■ **WORK TO COMPLETE**:
1) In the text on gemba walks, what is the gemba?
2) Condense the paragraph of the gemba walk text that begins "Data is not enough" into a short bulleted list that keeps its main facts.
3) Carry on the text about gemba walks in lean management from its final sentence.

(EXCERPT PROVIDED begins)

Traditional managers often get stuck in all-day meetings without knowing the real work to be done. One of the most powerful principles of lean thinking is the “going to see.” This means visiting the gemba, the place where the real value-creating work gets done in your organization. How often are we really there to support the work of staff, minimizing their burden? Instead, we habitually rely on data to help guide us.
Data is not enough. Data is great for trending and thinking long-term, but being on the floor and seeing operations is where you can really begin to problem solve. Moreover, being on the floor with your team sends a symbolic message that you are there to support them.
I recently spoke with a top hospital executive who didn’t know how to approach conducting a gemba walk. With hospital floors as busy as they are, she wanted to be helpful, not an annoyance to the care team. So to her, shadowing a nurse was the right move to make. “I wanted to know what was going on, but didn’t want to be in the way. I still kind of feel like I’m in the way even when I shadow her.”
There is a famous restaurant in Michigan where the owner manages his business just by refilling water glasses. Not wanting to be intrusive to staff, but still wanting to deliver value to customers, he grabs a pitcher of water and rounds the tables during the dinner time rush. Not wanting to interrupt customers’ conversation or awkwardly ask how dinner is going, the manager observes patrons’ body language and listens to what people are saying about the food and service. And he does just with the simple act of refilling water.

(EXCERPT PROVIDED ends)
(EXTRACTED ENTRIES begins)

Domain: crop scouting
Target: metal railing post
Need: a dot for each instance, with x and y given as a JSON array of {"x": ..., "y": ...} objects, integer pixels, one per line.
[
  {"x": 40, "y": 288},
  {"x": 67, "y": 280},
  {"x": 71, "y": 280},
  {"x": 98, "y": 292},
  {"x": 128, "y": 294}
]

(EXTRACTED ENTRIES ends)

■ **TASK ANSWERS**:
1) The gemba is the place where the real value-creating work gets done in an organization.

2)
- Data alone is not enough.
- Data is useful for trending and long-term thinking.
- Real problem solving begins on the floor, watching operations.
- Being on the floor with the team shows symbolically that you are there to support them.

3)
The beauty of gemba visits are that they are for everyone. It’s amazing how well we think we know a process, but when we actually stand there and watch the process of work as it gets done, we see how different things are. We begin to see problems and opportunities for improvement and/or creativity.
I remember a project in which I worked with a team of process improvement professionals. We had numerous phone calls about a particular process and were given process maps to study prior to our visit. However, upon visiting the gemba, it was clear that although these individuals may have “stopped in” at the gemba of their client, they were not really looking at the real work being done or asking the right questions. Within minutes of our arrival, we saw problems they hadn’t seen because they truly hadn’t spent enough time there. Had they done so, they would have seen the bottlenecks in the process, the amount of variation in the process, and the clear lack of standards.
How you can make the work of your staff and team members easier? How can you tell what kind of work is being done (value added versus non-value added)? What do you actually see? To start, you need to go the gemba. Then it’s time to ask yourself and your team members the really big question: What are you going to do with what you’ve learned?